**Your instructions:** Arrange every line of the data below as a JSON list of strings, with one string for each line and no entries for blank lines.

===== Records shown =====

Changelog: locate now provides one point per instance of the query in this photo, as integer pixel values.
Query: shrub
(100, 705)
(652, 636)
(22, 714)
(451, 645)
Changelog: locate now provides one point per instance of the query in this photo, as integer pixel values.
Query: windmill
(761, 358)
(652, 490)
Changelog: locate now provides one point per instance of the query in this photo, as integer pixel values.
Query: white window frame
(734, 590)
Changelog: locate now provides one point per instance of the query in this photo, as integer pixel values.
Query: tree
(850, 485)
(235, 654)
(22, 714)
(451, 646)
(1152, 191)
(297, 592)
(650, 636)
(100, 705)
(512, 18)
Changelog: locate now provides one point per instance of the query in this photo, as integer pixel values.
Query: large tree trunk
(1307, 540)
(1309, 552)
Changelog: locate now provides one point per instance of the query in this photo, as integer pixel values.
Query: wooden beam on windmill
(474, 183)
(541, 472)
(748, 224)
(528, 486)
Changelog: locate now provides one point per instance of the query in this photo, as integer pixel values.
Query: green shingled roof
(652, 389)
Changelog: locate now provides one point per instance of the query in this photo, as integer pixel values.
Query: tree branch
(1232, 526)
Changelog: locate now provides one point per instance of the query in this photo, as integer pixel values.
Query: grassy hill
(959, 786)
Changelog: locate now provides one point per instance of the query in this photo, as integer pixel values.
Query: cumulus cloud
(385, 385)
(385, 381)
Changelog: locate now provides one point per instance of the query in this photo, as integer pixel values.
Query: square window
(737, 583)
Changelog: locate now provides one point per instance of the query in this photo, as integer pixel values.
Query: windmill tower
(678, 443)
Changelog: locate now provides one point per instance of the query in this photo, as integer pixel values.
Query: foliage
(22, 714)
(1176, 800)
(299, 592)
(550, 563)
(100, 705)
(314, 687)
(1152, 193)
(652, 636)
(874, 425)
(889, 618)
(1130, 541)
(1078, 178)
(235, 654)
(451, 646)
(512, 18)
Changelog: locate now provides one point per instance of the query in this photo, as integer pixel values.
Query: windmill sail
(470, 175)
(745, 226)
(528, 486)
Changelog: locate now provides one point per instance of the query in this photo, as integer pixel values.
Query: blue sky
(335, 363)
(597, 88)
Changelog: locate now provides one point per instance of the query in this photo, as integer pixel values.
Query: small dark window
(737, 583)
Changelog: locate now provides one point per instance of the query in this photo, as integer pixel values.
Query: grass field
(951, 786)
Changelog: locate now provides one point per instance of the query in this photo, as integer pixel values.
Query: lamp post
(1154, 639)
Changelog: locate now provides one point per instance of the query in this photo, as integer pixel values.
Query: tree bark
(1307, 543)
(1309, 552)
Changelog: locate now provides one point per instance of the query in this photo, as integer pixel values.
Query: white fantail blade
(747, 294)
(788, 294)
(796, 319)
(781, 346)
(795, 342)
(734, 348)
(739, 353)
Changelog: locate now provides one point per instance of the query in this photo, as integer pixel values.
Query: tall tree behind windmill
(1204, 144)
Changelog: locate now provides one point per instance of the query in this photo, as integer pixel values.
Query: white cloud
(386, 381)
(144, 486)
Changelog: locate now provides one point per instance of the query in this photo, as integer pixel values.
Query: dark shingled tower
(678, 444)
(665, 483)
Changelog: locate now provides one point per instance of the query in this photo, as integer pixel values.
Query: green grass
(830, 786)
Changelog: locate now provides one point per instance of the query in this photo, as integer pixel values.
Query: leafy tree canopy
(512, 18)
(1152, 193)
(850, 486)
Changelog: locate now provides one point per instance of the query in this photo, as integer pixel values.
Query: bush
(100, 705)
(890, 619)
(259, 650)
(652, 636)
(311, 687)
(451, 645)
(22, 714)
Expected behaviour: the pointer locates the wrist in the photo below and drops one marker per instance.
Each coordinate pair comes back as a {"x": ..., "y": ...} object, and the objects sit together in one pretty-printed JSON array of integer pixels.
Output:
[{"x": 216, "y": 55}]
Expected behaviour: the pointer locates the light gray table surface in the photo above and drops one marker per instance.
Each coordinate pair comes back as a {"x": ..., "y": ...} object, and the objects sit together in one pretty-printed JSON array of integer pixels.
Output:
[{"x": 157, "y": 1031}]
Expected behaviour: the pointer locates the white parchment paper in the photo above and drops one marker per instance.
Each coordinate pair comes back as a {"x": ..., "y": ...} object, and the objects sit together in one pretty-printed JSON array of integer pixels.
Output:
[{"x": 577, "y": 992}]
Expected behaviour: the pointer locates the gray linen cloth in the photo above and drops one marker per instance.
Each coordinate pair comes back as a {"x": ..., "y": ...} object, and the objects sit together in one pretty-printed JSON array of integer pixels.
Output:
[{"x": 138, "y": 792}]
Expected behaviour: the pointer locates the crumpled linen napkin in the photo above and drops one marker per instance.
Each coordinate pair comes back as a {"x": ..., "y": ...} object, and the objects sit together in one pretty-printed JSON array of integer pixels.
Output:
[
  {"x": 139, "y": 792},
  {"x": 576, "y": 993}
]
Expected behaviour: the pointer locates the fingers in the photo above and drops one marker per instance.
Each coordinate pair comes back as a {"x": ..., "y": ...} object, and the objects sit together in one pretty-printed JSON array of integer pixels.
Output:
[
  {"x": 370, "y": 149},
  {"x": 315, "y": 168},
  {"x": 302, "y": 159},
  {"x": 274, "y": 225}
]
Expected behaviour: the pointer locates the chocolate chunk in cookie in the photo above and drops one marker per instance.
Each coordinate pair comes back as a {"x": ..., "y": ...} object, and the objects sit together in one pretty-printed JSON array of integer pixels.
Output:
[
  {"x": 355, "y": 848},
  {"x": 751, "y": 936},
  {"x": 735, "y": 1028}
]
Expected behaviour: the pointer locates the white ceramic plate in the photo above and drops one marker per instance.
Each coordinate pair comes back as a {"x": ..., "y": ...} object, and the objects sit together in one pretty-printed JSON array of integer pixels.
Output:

=====

**Exercise response:**
[
  "Changelog: locate now provides one point per instance of the query in this photo, as integer pixel values.",
  "Query: shrub",
  "(100, 705)",
  "(652, 636)",
  "(22, 714)",
  "(451, 645)",
  "Changelog: locate now provides one point per instance of the query in this photo, as integer pixel values.",
  "Query: windmill",
  "(761, 358)",
  "(652, 490)",
  "Changelog: locate now provides one point per instance of the query in this photo, as integer pixel values.",
  "Query: white window frame",
  "(734, 590)",
  "Changelog: locate now provides one point per instance of the query in this photo, as integer pixel values.",
  "Query: tree",
  "(850, 485)",
  "(235, 654)",
  "(22, 714)",
  "(451, 646)",
  "(1152, 191)",
  "(297, 592)",
  "(650, 636)",
  "(100, 705)",
  "(512, 18)",
  "Changelog: locate now provides one point per instance of the query in this photo, as integer pixel values.",
  "Query: large tree trunk",
  "(1307, 540)",
  "(1309, 552)",
  "Changelog: locate now provides one point per instance of the query in this photo, as integer pixel values.",
  "Query: wooden beam on windmill",
  "(474, 183)",
  "(541, 472)",
  "(748, 224)",
  "(528, 486)",
  "Changelog: locate now provides one point per instance of the query in this photo, as integer pixel values.",
  "Query: green shingled roof",
  "(652, 389)",
  "Changelog: locate now provides one point per instance of the query in this photo, as integer pixel values.",
  "Query: tree branch",
  "(1232, 526)",
  "Changelog: locate now provides one point per instance of the query in this photo, as integer pixel values.",
  "Query: grassy hill",
  "(959, 786)",
  "Changelog: locate now provides one point per instance of the query in this photo, as integer pixel values.",
  "Query: cumulus cloud",
  "(385, 385)",
  "(385, 381)",
  "Changelog: locate now provides one point per instance of the query in this photo, as integer pixel values.",
  "Query: square window",
  "(737, 583)",
  "Changelog: locate now provides one point per instance of the query in this photo, as integer pixel values.",
  "Query: windmill tower",
  "(678, 443)",
  "Changelog: locate now provides one point per instance of the query in this photo, as integer pixel values.",
  "Query: foliage",
  "(22, 714)",
  "(1176, 800)",
  "(299, 592)",
  "(550, 563)",
  "(100, 705)",
  "(314, 687)",
  "(1152, 193)",
  "(652, 636)",
  "(874, 425)",
  "(889, 618)",
  "(1130, 541)",
  "(1078, 178)",
  "(235, 654)",
  "(451, 646)",
  "(512, 18)",
  "Changelog: locate now provides one point per instance of the query in this photo, as integer pixel values.",
  "Query: windmill sail",
  "(470, 175)",
  "(745, 226)",
  "(528, 486)",
  "Changelog: locate now provides one point per instance of the query in this photo, as integer pixel values.",
  "Query: blue sky",
  "(335, 363)",
  "(597, 88)",
  "Changelog: locate now provides one point per instance of the query in this photo, as integer pixel values.",
  "Query: small dark window",
  "(737, 583)",
  "Changelog: locate now provides one point per instance of the query in this photo, as integer pixel values.",
  "Query: grass field",
  "(951, 786)",
  "Changelog: locate now provides one point per instance of the query in this photo, as integer pixel values.",
  "Query: lamp post",
  "(1154, 639)",
  "Changelog: locate now provides one point per instance of the query in this photo, as integer pixel values.",
  "Query: tree bark",
  "(1307, 543)",
  "(1309, 552)",
  "Changelog: locate now provides one point per instance of the query in this photo, as integer pixel values.",
  "Query: white fantail blade",
  "(747, 294)",
  "(788, 294)",
  "(796, 319)",
  "(781, 346)",
  "(795, 342)",
  "(734, 348)",
  "(739, 353)",
  "Changelog: locate now provides one point per instance of the query in this photo, as integer pixel values.",
  "Query: tall tree behind windmill",
  "(1204, 144)",
  "Changelog: locate now provides one point per instance of the query in this photo, as integer pixel values.",
  "Query: white cloud",
  "(386, 381)",
  "(144, 486)",
  "Changelog: locate now provides one point per instance of the query in this photo, as integer pixel values.",
  "Query: dark shingled tower",
  "(678, 444)",
  "(665, 483)",
  "Changelog: locate now provides one point per instance of the query in this photo, as integer pixel values.",
  "Query: green grass",
  "(830, 786)",
  "Changelog: locate now provides one point per instance of the query in this photo, as integer pixel values.",
  "Query: leafy tree canopy",
  "(512, 18)",
  "(1152, 193)",
  "(850, 486)",
  "Changelog: locate now provides one point per instance of the query in this photo, as integer pixel values.",
  "Query: bush",
  "(100, 705)",
  "(890, 619)",
  "(259, 650)",
  "(652, 636)",
  "(311, 687)",
  "(451, 645)",
  "(22, 714)",
  "Expected behaviour: the pointer locates the wrist in the photo below and drops one marker per instance.",
  "Each coordinate pair comes back as a {\"x\": ..., \"y\": ...} object, and the objects sit together in one pretty-printed JSON array of integer pixels.",
  "Output:",
  "[{\"x\": 216, \"y\": 55}]",
  "Expected behaviour: the pointer locates the light gray table surface in the photo above and drops one marker per instance.",
  "Each coordinate pair comes back as a {\"x\": ..., \"y\": ...} object, and the objects sit together in one pretty-printed JSON array of integer pixels.",
  "Output:",
  "[{\"x\": 157, \"y\": 1031}]",
  "Expected behaviour: the pointer locates the white parchment paper in the photo above and drops one marker per instance.",
  "Each coordinate pair comes back as a {\"x\": ..., \"y\": ...} object, and the objects sit together in one pretty-printed JSON array of integer pixels.",
  "Output:",
  "[{\"x\": 577, \"y\": 992}]",
  "Expected behaviour: the pointer locates the gray linen cloth in the photo above and drops one marker per instance.",
  "Each coordinate pair comes back as a {\"x\": ..., \"y\": ...} object, and the objects sit together in one pretty-printed JSON array of integer pixels.",
  "Output:",
  "[{\"x\": 138, \"y\": 792}]",
  "Expected behaviour: the pointer locates the crumpled linen napkin in the photo above and drops one marker per instance.",
  "Each coordinate pair comes back as a {\"x\": ..., \"y\": ...} object, and the objects sit together in one pretty-printed JSON array of integer pixels.",
  "Output:",
  "[",
  "  {\"x\": 139, \"y\": 792},",
  "  {\"x\": 576, \"y\": 993}",
  "]",
  "Expected behaviour: the pointer locates the fingers in the photo above and drops one marker per instance.",
  "Each coordinate pair comes back as a {\"x\": ..., \"y\": ...} object, and the objects sit together in one pretty-printed JSON array of integer pixels.",
  "Output:",
  "[",
  "  {\"x\": 370, \"y\": 149},",
  "  {\"x\": 315, \"y\": 168},",
  "  {\"x\": 302, \"y\": 159},",
  "  {\"x\": 274, \"y\": 225}",
  "]",
  "Expected behaviour: the pointer locates the chocolate chunk in cookie in the photo above and drops one marker per instance.",
  "Each coordinate pair comes back as a {\"x\": ..., \"y\": ...} object, and the objects sit together in one pretty-printed JSON array of integer pixels.",
  "Output:",
  "[",
  "  {\"x\": 355, \"y\": 848},",
  "  {\"x\": 751, \"y\": 936},",
  "  {\"x\": 735, \"y\": 1028}",
  "]",
  "Expected behaviour: the pointer locates the white ceramic plate in the photo above and drops one marker per instance.",
  "Each coordinate pair comes back as a {\"x\": ..., \"y\": ...} object, and the objects sit together in one pretty-printed JSON array of integer pixels.",
  "Output:"
]